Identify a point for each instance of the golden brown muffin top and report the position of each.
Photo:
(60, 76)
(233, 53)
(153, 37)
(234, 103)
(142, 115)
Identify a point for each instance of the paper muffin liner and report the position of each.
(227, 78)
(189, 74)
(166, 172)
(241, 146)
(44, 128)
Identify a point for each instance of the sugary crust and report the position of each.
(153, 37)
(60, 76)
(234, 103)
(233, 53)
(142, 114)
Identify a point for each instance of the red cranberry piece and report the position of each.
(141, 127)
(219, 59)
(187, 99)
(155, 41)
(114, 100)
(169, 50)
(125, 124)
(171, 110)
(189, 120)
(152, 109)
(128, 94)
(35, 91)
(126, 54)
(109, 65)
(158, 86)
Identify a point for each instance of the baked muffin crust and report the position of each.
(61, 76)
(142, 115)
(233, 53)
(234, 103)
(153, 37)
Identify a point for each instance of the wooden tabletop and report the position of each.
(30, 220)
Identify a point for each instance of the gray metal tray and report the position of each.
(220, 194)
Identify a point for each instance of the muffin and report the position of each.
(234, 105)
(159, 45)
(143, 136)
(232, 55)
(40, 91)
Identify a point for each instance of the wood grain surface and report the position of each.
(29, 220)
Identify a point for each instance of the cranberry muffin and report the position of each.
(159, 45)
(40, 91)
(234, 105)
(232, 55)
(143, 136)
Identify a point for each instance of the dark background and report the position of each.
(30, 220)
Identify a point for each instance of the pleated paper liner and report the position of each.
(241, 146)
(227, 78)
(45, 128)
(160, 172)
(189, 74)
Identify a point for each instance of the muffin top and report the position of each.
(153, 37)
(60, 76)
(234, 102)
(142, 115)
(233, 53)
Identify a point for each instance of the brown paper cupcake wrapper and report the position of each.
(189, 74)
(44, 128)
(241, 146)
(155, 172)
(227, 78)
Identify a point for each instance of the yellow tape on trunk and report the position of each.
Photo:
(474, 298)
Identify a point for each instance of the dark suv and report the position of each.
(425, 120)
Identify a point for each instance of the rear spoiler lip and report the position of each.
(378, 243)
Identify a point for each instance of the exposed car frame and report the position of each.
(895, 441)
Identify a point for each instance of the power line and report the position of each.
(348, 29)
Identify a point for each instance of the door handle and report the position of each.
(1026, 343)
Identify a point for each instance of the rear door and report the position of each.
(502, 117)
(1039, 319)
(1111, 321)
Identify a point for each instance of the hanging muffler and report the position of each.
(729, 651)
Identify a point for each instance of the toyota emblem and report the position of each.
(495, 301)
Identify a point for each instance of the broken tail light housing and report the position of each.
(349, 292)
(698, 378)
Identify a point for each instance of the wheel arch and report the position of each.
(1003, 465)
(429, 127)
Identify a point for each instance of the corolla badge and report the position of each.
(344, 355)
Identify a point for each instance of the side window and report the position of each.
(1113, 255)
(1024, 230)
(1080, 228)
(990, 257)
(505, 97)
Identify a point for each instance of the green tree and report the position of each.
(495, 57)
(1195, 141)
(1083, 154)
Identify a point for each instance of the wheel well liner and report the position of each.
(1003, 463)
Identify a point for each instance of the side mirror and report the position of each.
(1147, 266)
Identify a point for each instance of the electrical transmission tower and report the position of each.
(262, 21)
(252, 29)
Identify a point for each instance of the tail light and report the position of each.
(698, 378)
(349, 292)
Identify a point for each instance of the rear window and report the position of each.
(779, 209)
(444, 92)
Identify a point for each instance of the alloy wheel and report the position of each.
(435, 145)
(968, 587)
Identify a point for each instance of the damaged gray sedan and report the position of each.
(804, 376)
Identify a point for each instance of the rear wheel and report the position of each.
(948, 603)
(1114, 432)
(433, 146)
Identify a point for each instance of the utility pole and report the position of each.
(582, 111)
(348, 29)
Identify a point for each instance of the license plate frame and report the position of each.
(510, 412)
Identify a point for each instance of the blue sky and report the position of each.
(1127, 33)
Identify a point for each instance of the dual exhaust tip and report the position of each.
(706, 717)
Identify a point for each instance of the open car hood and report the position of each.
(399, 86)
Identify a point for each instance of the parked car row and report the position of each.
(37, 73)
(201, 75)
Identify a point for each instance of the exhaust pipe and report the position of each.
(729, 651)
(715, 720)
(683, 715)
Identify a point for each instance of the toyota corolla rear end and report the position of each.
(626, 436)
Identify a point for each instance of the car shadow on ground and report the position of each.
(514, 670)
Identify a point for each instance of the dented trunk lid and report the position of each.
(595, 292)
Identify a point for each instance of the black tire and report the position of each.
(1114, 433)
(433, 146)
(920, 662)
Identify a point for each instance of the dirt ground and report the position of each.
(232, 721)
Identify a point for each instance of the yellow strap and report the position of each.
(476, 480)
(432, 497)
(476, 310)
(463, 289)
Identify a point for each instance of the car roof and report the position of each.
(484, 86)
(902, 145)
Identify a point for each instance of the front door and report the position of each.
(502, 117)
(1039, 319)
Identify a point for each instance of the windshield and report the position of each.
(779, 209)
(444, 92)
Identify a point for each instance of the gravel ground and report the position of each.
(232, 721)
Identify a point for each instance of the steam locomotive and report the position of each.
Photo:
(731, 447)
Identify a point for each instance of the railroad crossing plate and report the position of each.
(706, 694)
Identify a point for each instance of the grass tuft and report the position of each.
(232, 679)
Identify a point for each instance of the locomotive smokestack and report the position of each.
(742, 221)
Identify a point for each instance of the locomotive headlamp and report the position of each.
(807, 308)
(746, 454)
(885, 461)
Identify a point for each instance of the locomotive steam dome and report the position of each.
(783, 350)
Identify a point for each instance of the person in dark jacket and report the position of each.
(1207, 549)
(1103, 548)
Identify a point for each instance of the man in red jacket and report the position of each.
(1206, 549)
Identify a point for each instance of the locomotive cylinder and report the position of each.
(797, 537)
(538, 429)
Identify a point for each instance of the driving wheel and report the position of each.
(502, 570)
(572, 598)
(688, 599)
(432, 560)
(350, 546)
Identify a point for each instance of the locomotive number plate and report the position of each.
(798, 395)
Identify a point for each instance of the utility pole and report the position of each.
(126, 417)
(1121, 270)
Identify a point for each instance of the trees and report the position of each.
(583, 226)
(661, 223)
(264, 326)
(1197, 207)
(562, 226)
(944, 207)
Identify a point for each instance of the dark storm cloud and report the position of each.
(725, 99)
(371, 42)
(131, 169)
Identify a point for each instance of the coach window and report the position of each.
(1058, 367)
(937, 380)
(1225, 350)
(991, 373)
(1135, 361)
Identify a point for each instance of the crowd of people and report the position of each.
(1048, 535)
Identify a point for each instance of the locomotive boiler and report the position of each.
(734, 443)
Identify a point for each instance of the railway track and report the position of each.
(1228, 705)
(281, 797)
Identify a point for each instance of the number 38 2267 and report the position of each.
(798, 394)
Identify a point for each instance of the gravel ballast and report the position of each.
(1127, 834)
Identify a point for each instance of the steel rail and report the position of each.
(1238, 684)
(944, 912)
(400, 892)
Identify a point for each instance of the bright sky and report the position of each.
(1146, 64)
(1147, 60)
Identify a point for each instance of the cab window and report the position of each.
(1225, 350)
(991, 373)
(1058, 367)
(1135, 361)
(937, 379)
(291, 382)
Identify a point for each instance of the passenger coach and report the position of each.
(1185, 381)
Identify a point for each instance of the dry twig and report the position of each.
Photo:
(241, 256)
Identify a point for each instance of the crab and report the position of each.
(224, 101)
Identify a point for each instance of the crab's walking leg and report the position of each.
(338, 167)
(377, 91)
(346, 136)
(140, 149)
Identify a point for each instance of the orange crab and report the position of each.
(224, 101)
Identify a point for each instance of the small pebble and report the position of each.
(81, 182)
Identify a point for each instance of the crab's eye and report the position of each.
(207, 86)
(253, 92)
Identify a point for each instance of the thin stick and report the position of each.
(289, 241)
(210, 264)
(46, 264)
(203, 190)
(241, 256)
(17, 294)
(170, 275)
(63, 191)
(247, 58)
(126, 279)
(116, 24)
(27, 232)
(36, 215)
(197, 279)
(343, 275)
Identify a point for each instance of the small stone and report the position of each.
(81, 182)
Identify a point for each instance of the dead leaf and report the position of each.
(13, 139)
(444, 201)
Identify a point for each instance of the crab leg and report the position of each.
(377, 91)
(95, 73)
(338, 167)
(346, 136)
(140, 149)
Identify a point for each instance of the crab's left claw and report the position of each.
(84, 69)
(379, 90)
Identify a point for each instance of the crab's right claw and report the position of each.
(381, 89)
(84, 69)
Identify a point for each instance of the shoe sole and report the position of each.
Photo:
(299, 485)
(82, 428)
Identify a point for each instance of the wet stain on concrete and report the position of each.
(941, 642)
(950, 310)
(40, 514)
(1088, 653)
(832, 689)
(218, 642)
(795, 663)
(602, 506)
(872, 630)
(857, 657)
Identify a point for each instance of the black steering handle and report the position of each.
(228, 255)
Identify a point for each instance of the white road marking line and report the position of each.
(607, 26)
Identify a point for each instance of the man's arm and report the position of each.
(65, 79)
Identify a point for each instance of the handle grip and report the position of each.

→ **Your objective**
Reproduce the line that contains "Identify a point for each instance of the wet" and each line after it through the last line of the entries above, exactly; leave out all earlier lines.

→ **Output below**
Identify a point for each instance of the wet stain on concrete and report the position of each.
(941, 642)
(950, 310)
(40, 514)
(1088, 653)
(832, 689)
(218, 642)
(795, 663)
(602, 506)
(872, 630)
(857, 657)
Identify a point for each instance of the black steering handle and report the position of each.
(228, 255)
Identify a point for each instance of the white road marking line and report the position of each.
(607, 26)
Identify a point for each instance of the man's arm and report the position of each.
(65, 79)
Identify a point for each instance of the handle grip and report the position of each.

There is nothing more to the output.